* _WORK INSTRUCTIONS_:
1. Reproduce the airline industry outlook from "International passenger traffic" up to and including "than international markets.", changing "second half of the year" to "final six months of the year".
2. According to the airline industry outlook, what was the 2019 peak in overall passenger numbers?

IATA continues to urge governments to have plans in place so that no time is lost in restarting the sector when the epidemiological situation allows for a re-opening of borders.

Industry losses of this scale imply a cash burn of $81 billion in 2021 on top of $149 billion in 2020. Government financial relief measures and capital markets have been filling this hole in airline balance sheets, preventing widespread bankruptcies. The industry will recover but more government relief measures, particularly in the form of employment support programmes, will be needed this year.

The whole industry will come out of the crisis financially weakened. Cost containment and reductions, wherever possible, will be key to restoring financial health.

Travel restrictions, including quarantines, have killed demand. IATA estimates that travel (measured in revenue passenger kilometers or RPKs) will recover to 43% of 2019 levels over the year. While that is a 26% improvement on 2020, it is far from a recovery.

Domestic markets will improve faster than international travel. Overall passenger numbers are expected to reach 2.4 billion in 2021. That is an improvement on the nearly 1.8 billion who traveled in 2020, but well below the 2019 peak of 4.5 billion.

International passenger traffic remained 86.6% down on pre-crisis levels over the first two months of 2021. Vaccination progress in developed countries, particularly the U.S. and Europe, is expected to combine with widespread testing capacity to enable a return to some international travel at scale in the second half of the year, reaching 34% of 2019 demand levels. 2021 and 2020 have opposite demand patterns: 2020 started strong and ended weak, while 2021 is starting weak and is expected to strengthen towards year-end. The result will be zero international growth when comparing the two years.

Domestic passenger traffic is expected to perform significantly better than international markets.

This is driven by strong GDP growth (5.2%), accumulated consumer disposable cash during lockdowns, pent-up demand, and the absence of domestic travel restrictions.

IATA estimates that domestic markets could recover to 96% of pre-crisis (2019) levels in the second half of 2021. That would be a 48% improvement on 2020 performance.

* _Stored items from a collection_:
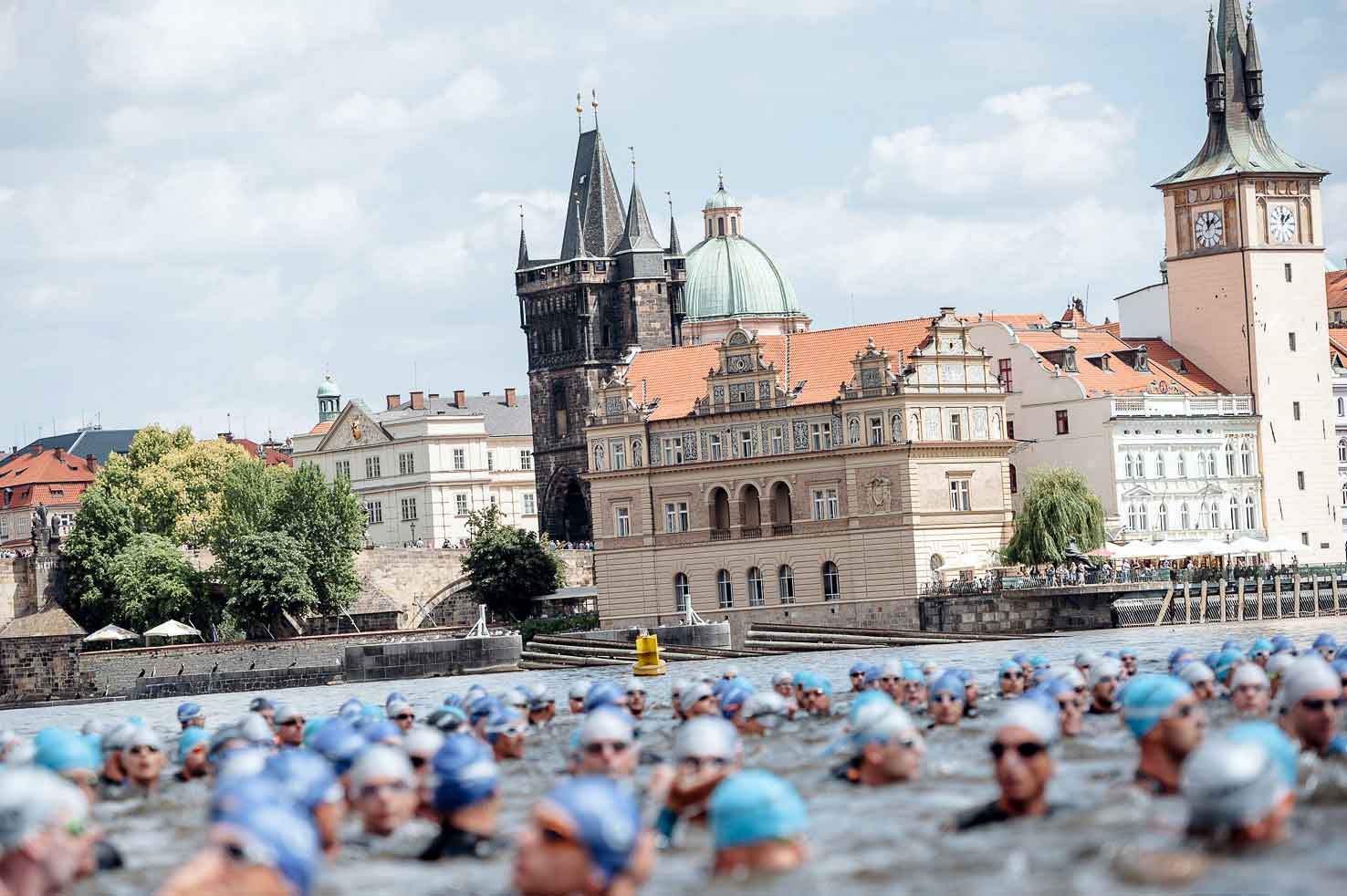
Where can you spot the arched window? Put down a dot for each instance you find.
(756, 588)
(831, 582)
(786, 584)
(682, 593)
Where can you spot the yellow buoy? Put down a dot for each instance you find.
(648, 656)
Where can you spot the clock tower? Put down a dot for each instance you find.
(1245, 249)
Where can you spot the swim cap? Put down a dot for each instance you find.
(192, 738)
(464, 772)
(706, 736)
(1033, 717)
(305, 777)
(1305, 675)
(1146, 700)
(61, 751)
(756, 806)
(280, 837)
(31, 799)
(603, 694)
(380, 762)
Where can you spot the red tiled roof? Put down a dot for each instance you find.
(820, 358)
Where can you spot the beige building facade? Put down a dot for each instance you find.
(832, 465)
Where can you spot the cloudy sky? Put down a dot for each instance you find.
(204, 203)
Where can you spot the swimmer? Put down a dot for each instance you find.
(1010, 677)
(945, 701)
(758, 823)
(585, 837)
(384, 785)
(464, 788)
(290, 726)
(1023, 766)
(706, 751)
(1164, 715)
(883, 748)
(1250, 693)
(608, 744)
(190, 715)
(1310, 703)
(1103, 686)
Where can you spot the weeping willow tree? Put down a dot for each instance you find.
(1059, 508)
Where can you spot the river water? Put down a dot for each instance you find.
(863, 841)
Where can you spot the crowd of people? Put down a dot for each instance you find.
(287, 794)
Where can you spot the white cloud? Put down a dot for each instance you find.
(1033, 138)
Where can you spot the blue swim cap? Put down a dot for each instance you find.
(305, 777)
(1146, 700)
(282, 837)
(756, 806)
(1273, 740)
(61, 751)
(192, 737)
(602, 817)
(603, 694)
(463, 772)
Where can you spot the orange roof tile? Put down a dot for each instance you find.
(820, 358)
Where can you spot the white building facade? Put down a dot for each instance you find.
(422, 465)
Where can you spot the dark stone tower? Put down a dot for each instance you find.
(614, 288)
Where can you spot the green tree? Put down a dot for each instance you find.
(152, 581)
(1058, 508)
(328, 522)
(509, 566)
(266, 574)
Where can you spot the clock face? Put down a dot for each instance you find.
(1281, 223)
(1208, 229)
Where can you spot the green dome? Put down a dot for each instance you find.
(733, 276)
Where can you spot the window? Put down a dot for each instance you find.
(786, 585)
(831, 582)
(682, 593)
(825, 505)
(724, 590)
(959, 495)
(675, 516)
(756, 588)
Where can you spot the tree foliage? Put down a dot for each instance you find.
(509, 566)
(1058, 508)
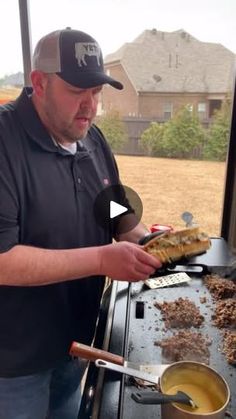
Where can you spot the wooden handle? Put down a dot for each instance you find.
(90, 353)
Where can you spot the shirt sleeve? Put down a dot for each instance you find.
(9, 228)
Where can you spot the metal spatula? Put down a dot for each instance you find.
(154, 397)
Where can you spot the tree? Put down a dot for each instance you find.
(183, 134)
(152, 140)
(114, 130)
(218, 136)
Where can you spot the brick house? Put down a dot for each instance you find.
(161, 72)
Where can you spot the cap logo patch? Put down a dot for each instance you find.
(89, 49)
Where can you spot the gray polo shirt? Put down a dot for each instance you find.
(46, 200)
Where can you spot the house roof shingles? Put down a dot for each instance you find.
(159, 61)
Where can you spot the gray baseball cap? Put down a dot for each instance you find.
(74, 56)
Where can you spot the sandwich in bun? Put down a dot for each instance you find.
(171, 246)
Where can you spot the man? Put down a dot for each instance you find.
(53, 253)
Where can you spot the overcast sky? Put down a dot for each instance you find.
(114, 22)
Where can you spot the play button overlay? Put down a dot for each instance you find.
(118, 208)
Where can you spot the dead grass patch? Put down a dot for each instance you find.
(169, 187)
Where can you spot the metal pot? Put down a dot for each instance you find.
(204, 385)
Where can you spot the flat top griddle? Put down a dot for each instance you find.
(137, 324)
(146, 326)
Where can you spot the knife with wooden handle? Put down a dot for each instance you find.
(92, 354)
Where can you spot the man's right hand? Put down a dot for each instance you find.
(126, 261)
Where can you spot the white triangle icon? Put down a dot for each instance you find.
(116, 209)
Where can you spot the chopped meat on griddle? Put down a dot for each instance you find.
(229, 346)
(180, 313)
(220, 287)
(225, 313)
(186, 346)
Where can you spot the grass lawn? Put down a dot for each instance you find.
(168, 187)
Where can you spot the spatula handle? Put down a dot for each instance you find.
(88, 352)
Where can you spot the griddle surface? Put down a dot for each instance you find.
(143, 332)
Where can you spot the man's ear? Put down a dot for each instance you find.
(38, 80)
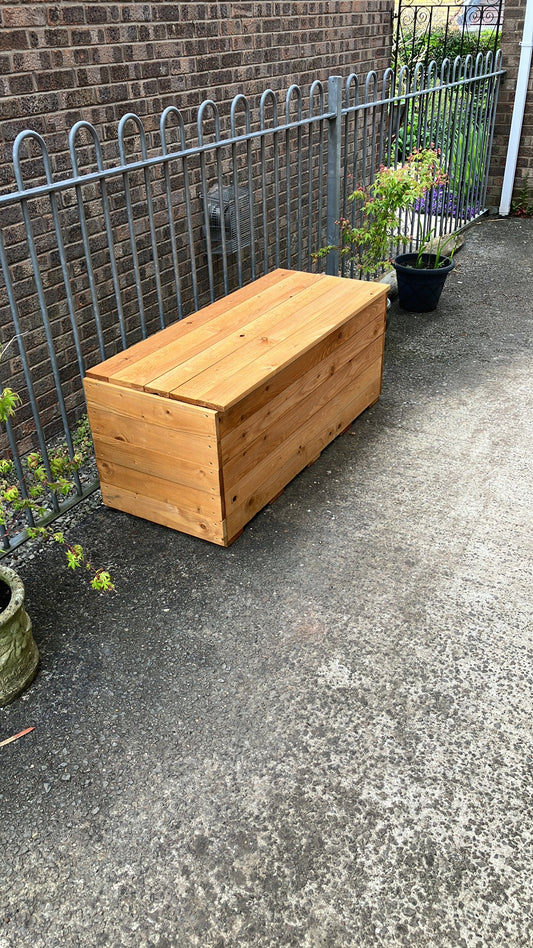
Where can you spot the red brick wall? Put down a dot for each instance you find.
(511, 38)
(60, 62)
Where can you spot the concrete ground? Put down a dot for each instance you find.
(318, 737)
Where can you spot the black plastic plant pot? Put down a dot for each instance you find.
(419, 288)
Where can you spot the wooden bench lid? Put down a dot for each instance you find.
(217, 356)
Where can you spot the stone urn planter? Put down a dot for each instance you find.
(18, 652)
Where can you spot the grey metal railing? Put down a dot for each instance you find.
(425, 32)
(96, 259)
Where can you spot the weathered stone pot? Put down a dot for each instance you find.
(18, 652)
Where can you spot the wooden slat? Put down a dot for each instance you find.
(293, 409)
(173, 353)
(232, 352)
(188, 501)
(118, 363)
(265, 393)
(167, 514)
(158, 412)
(110, 427)
(240, 426)
(240, 381)
(264, 483)
(159, 462)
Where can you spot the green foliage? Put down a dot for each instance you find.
(377, 210)
(522, 205)
(443, 44)
(39, 483)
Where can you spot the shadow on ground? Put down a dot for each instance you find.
(319, 736)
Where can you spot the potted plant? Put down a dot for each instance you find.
(381, 214)
(421, 276)
(18, 652)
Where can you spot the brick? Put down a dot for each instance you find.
(13, 39)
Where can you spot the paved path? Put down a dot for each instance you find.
(318, 737)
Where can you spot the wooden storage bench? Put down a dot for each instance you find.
(201, 425)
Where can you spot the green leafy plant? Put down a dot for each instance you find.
(522, 205)
(434, 254)
(444, 43)
(377, 211)
(39, 483)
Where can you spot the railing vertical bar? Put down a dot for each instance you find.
(21, 137)
(172, 111)
(85, 235)
(129, 209)
(334, 169)
(8, 283)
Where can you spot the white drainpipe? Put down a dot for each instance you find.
(518, 111)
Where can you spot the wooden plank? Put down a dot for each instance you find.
(236, 314)
(112, 428)
(282, 466)
(374, 326)
(267, 432)
(234, 351)
(167, 514)
(238, 428)
(188, 501)
(188, 472)
(155, 411)
(237, 383)
(178, 330)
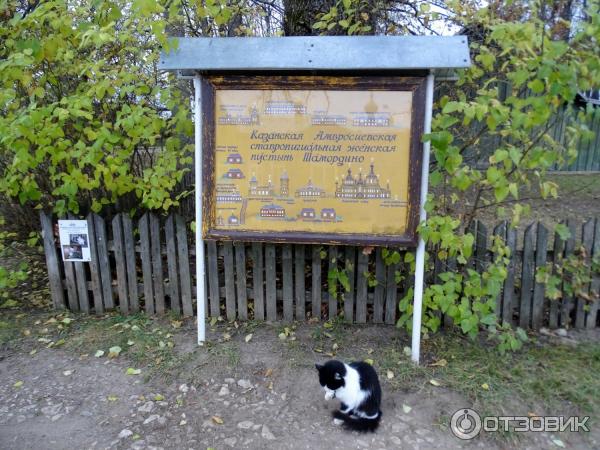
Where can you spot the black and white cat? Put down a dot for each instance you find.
(357, 387)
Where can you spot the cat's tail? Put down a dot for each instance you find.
(360, 424)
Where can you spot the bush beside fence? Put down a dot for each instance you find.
(150, 266)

* _SOLUTIONS FOR EACH TASK_:
1.
International passenger traffic remained 86.6% down on pre-crisis levels over the first two months of 2021. Vaccination progress in developed countries, particularly the U.S. and Europe, is expected to combine with widespread testing capacity to enable a return to some international travel at scale in the final six months of the year, reaching 34% of 2019 demand levels. 2021 and 2020 have opposite demand patterns: 2020 started strong and ended weak, while 2021 is starting weak and is expected to strengthen towards year-end. The result will be zero international growth when comparing the two years.

Domestic passenger traffic is expected to perform significantly better than international markets.

2. 4.5 billion passengers.